----- 表示データ

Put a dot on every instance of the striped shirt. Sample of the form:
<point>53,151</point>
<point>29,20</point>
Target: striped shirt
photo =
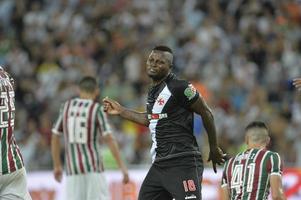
<point>247,175</point>
<point>82,122</point>
<point>10,156</point>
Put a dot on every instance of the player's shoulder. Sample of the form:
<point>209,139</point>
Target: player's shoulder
<point>175,82</point>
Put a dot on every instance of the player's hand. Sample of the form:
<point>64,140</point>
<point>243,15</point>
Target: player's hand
<point>126,178</point>
<point>217,157</point>
<point>111,106</point>
<point>297,83</point>
<point>58,174</point>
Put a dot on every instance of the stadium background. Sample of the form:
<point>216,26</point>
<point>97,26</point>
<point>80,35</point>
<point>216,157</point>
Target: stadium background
<point>241,55</point>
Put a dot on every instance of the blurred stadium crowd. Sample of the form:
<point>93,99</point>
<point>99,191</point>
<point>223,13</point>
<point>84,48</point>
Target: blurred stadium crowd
<point>240,54</point>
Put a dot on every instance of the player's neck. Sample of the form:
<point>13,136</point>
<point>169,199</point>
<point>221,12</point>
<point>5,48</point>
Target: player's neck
<point>256,146</point>
<point>157,82</point>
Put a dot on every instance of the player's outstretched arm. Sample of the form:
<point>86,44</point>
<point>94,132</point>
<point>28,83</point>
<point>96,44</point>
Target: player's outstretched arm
<point>55,152</point>
<point>216,155</point>
<point>114,108</point>
<point>113,146</point>
<point>276,187</point>
<point>297,83</point>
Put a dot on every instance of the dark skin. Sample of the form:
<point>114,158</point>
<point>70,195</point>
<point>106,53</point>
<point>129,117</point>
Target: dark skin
<point>158,67</point>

----------

▸ 指示:
上のリスト全体について、「player's」をすべて「athlete's」に置き換え、ほかは一切変えずに書き直してください。画像は回答に含めないでください。

▸ 回答:
Put a dot on every instance of the striped shirt. Sample of the form:
<point>53,151</point>
<point>29,20</point>
Target: striped shirt
photo =
<point>247,175</point>
<point>82,122</point>
<point>10,156</point>
Put a dot on every instance of the athlete's shoulder. Sample of the form:
<point>209,139</point>
Target: athlete's shoulder
<point>175,82</point>
Put a dot on every instance of the athlete's hand. Sample of the form:
<point>64,140</point>
<point>243,15</point>
Target: athlete's hand
<point>126,178</point>
<point>217,157</point>
<point>111,106</point>
<point>297,83</point>
<point>58,174</point>
Put a dot on every instance of the stadium background. Sample of the form:
<point>216,26</point>
<point>97,26</point>
<point>80,35</point>
<point>216,157</point>
Target: stadium background
<point>241,55</point>
Put a dot on every instance of the blurred stadium crowd. Sample of the form:
<point>93,99</point>
<point>99,191</point>
<point>223,13</point>
<point>84,48</point>
Target: blurred stadium crowd
<point>240,54</point>
Put a dot on every instance of the athlete's neck. Sample of the form:
<point>13,136</point>
<point>169,199</point>
<point>221,12</point>
<point>5,48</point>
Target: athlete's neck
<point>256,146</point>
<point>157,82</point>
Put a dot on every instance of the athlete's outstretched arm. Sample of the form:
<point>86,44</point>
<point>94,132</point>
<point>28,83</point>
<point>96,44</point>
Target: athlete's outstretched arm
<point>55,152</point>
<point>216,155</point>
<point>114,108</point>
<point>113,146</point>
<point>276,187</point>
<point>297,83</point>
Put a dot on every instance of the dark skin. Sample of the form:
<point>114,158</point>
<point>70,195</point>
<point>106,53</point>
<point>129,117</point>
Target: dark skin
<point>158,67</point>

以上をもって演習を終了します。